======== TEXT EXCERPT
I’m not complaining, because the cathedral is very Brazilian, and a site worth seeing, and the monastery included incredible tilework and painting. However, the highlights really were the little, everyday old buildings, whose matches in other parts of town had been razed and replaced with large, borg-like concrete and metal boxes. These old buildings, stained and deteriorating from the humidity and rain, still showed the art and skill with which they were made, and, painted in yellows and reds and greens, lit up the skinny, cobblestone-paved streets whose sidewalk bars were filled with whores and sick or confused old drunks. Again, with cops on many streetcorners and even more touristy-looking folk than us, I dared to take pictures on several occasions.
h3. Day 2: Sugarloaf and Corcovado
Since I was in Rio, I absolutely had to hit the famous tourist destinations of Sugarloaf (Pão de Azucar) and Corcovado. Both were deservedly famous and I shot a roll and a half at the two.
With today our first really clear morning since we arrived, we hit Sugarloaf first. The cable car gets you to the top in two rides, first to the top of the adjacent mountain and thence to Sugarloaf itself. The cable car was large and paneled with glass from ceiling to floor, making for incredible views — but, surprisingly, not too much vertigo for the scared-of-heights (the scariest part was getting on and off of the cars as they swayed at their moorings).
The better views were actually from the lower mountain, which had about a 300° field of view; construction and undisturbed natural area on Sugarloaf itself limited the view to about 270°. However, there were adorable monkeys on Sugarloaf (pictures coming, really!). Both mountains had large terraces at their peaks, providing wide-open spaces with the right camera anges.
Corcovado was an incredible trip too, on the way there, on the way back, and while at the base of the Christ. We got there by driving up a steep, verdant old route that climbed the hills behind Rio and deposited us right at the base of the famous cross-shaped statue. From there, we climbed a few flights of stairs to the feet of the statue (there were escalators and elevators too, but somehow it seemed sacreligious to take the easy way to Jesus).
At the top, we had an incredible 360° view of Rio; I shot a lot of film of that, and a lot of film of the birds (condors? some kind of raptor for sure!) flying around the statue. Of course, the statue — an incredible modernist work — made it into some pictures itself! While the sun had slipped low in the sky and behind the banks of clouds slowly encircling Rio, the light was beautiful and there were many incredible views. We drove down through the old, tram track-lined streets of a part of town that had once been fashionable but had slipped since the building of the Christ of Corcovado — more gorgeous architecture and views.
Between these two sites, I got very used to being high up, right next to vertiginous drops and equally breathtaking views. I may get my nerve up to go hang-gliding after all!















PRIME Brazil: Samba!

With fortune on our side, some members of my little group in Rio made friends with some locals, and said locals invited us out for dinner and dancing at a Samba club. And I have discovered why Brazillians are so skinny: Samba!
Honestly, I just wanted to sleep in after staying up too late my last night in São Paulo and then getting up too early for the flight to Rio. But, of course, the party vibes of the city prevented that, so I fell in with my compadres and got the front-seat view of a cab ride to the “Severyna Samba club”:http://www.severyna.com.br in the Laranjeiras section of town.
================
### WHAT TO WORK ON
[1] According to the Rio travel account, how many cable car rides does it take to reach the top of Sugarloaf?
[2] Rewrite the paragraph of the Rio travel account that begins "The better views were actually from the lower mountain" as a short bulleted list that keeps its main facts.
======== EXTRACTED MATERIAL
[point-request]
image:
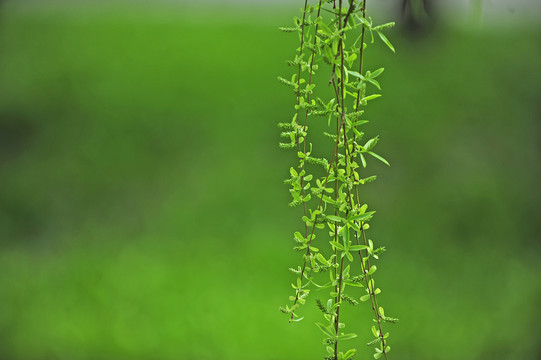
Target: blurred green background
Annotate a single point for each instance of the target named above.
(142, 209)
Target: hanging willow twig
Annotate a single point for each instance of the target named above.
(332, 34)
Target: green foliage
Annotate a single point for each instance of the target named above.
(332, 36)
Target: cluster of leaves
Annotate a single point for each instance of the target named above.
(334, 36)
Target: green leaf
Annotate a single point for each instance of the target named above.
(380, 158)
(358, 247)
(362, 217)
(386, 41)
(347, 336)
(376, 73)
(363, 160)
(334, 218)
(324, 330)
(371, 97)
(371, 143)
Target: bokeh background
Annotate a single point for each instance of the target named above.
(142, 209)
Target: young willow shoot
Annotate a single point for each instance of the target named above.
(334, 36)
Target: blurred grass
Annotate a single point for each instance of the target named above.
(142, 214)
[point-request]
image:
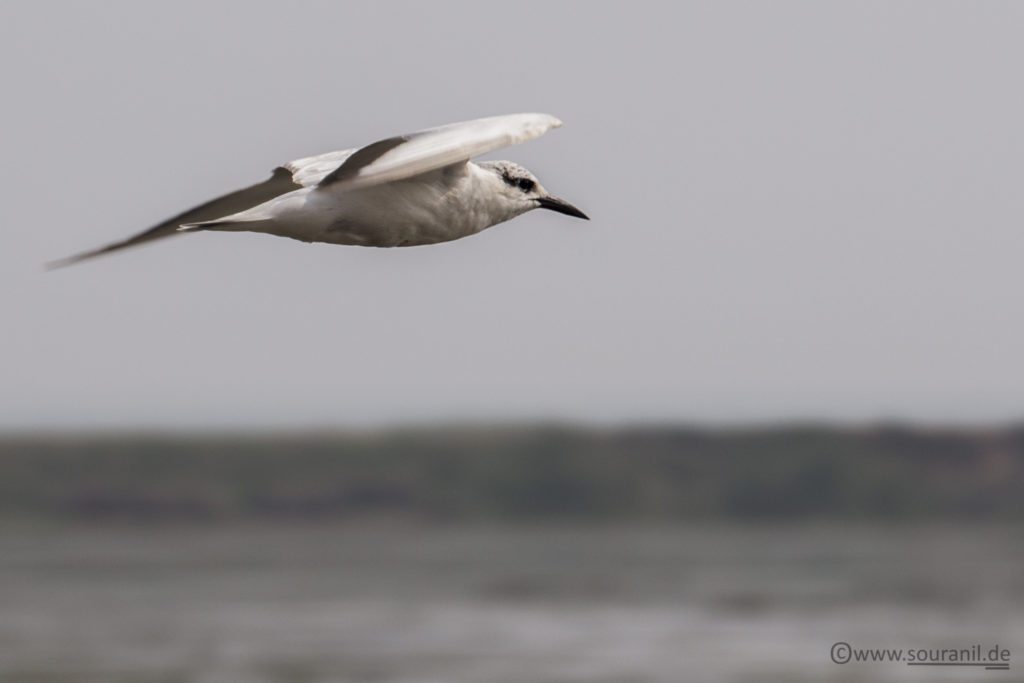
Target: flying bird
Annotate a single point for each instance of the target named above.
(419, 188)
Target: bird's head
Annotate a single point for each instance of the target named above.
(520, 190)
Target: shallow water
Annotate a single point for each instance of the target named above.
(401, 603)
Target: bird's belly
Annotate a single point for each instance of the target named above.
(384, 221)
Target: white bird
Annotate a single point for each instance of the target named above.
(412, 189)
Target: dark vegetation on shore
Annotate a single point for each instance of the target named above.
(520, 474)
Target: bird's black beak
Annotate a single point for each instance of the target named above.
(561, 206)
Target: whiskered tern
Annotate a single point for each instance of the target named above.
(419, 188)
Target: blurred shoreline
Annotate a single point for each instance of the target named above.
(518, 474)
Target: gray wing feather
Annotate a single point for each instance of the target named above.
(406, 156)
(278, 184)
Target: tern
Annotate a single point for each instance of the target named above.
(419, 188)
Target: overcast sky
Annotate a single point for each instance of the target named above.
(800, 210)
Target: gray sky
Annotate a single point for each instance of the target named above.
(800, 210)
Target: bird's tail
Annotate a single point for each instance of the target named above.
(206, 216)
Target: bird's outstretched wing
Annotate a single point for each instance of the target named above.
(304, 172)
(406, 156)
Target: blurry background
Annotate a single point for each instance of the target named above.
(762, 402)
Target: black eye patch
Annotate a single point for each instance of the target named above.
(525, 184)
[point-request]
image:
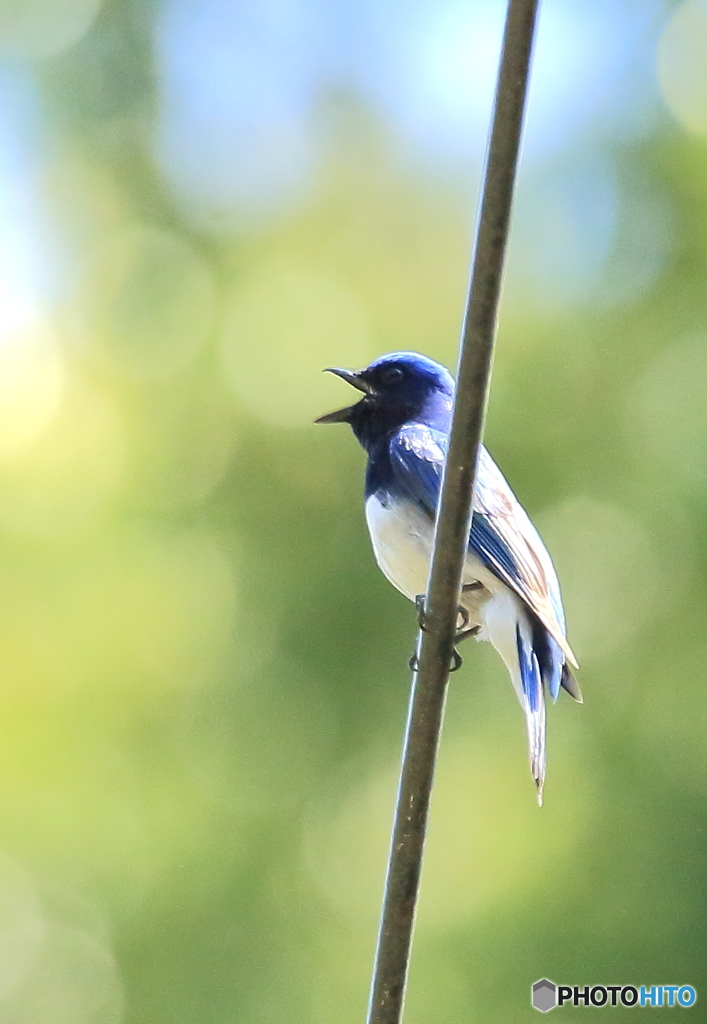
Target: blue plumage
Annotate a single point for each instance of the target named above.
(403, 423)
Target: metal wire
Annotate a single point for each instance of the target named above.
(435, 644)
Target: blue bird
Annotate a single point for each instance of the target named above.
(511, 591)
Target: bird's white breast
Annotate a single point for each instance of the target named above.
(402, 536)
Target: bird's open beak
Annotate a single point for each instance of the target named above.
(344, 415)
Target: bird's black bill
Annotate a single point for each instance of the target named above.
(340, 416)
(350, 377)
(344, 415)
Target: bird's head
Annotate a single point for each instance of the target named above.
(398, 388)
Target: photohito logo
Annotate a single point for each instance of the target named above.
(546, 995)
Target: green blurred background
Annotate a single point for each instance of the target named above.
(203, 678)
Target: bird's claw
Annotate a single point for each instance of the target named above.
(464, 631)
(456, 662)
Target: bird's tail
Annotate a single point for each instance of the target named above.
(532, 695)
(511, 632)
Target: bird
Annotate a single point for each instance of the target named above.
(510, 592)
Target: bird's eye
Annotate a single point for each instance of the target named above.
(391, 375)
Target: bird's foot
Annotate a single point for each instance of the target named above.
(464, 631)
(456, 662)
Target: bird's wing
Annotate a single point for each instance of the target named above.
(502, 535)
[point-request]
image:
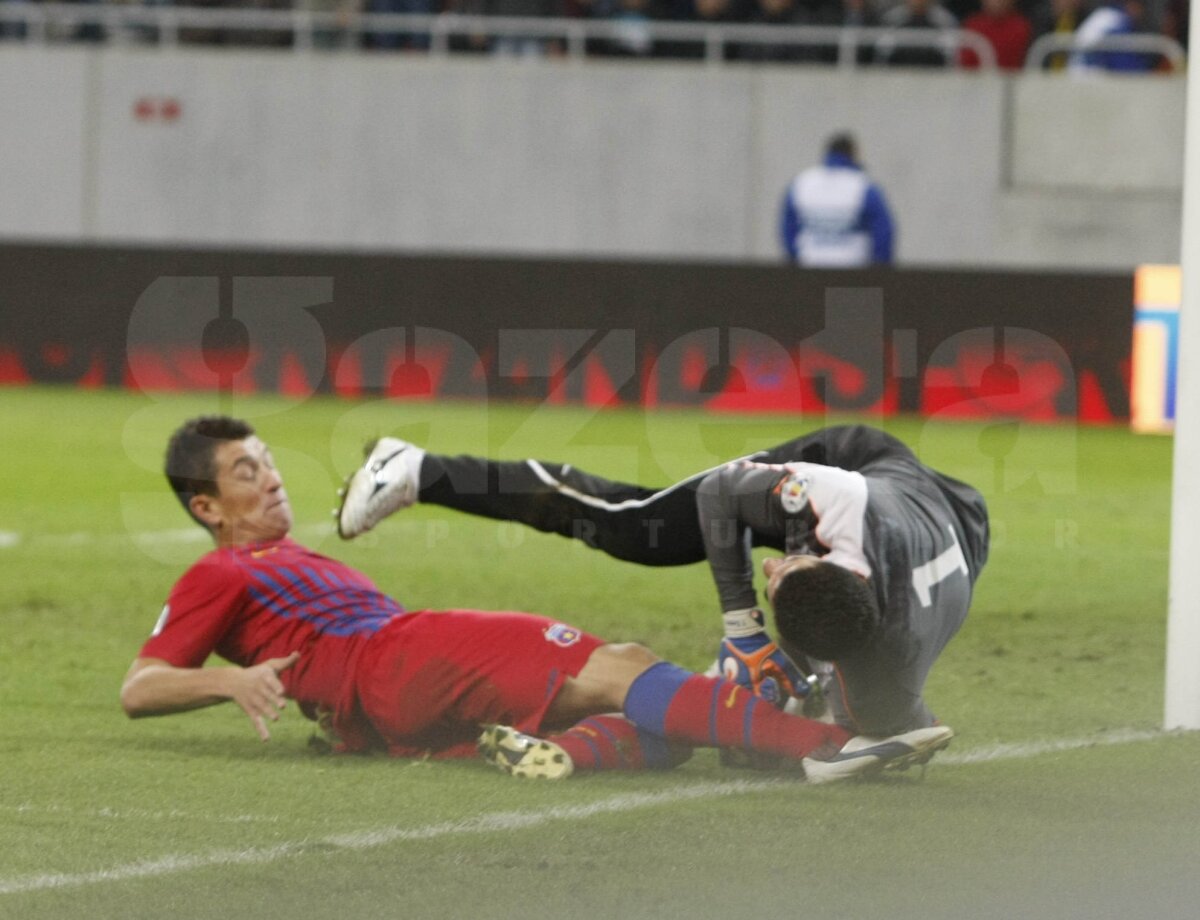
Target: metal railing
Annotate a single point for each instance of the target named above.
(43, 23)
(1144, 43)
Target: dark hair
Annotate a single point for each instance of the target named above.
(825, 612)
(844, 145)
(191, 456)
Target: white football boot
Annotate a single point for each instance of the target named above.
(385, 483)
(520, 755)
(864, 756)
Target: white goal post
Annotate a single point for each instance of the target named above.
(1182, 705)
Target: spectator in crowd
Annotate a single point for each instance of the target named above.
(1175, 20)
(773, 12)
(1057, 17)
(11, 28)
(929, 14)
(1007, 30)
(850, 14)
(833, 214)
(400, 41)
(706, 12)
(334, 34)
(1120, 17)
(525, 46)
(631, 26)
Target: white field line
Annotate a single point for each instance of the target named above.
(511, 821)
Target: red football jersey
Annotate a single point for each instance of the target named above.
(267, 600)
================
### ANSWERS BELOW
[1] Two: the first goes to the top of the adjacent mountain, and the second goes from there to Sugarloaf itself.

[2]
- The lower mountain had the better views, with about a 300° field of view.
- On Sugarloaf itself, construction and undisturbed natural area limited the view to about 270°.
- Sugarloaf had adorable monkeys.
- Both mountains had large terraces at their peaks with wide-open spaces.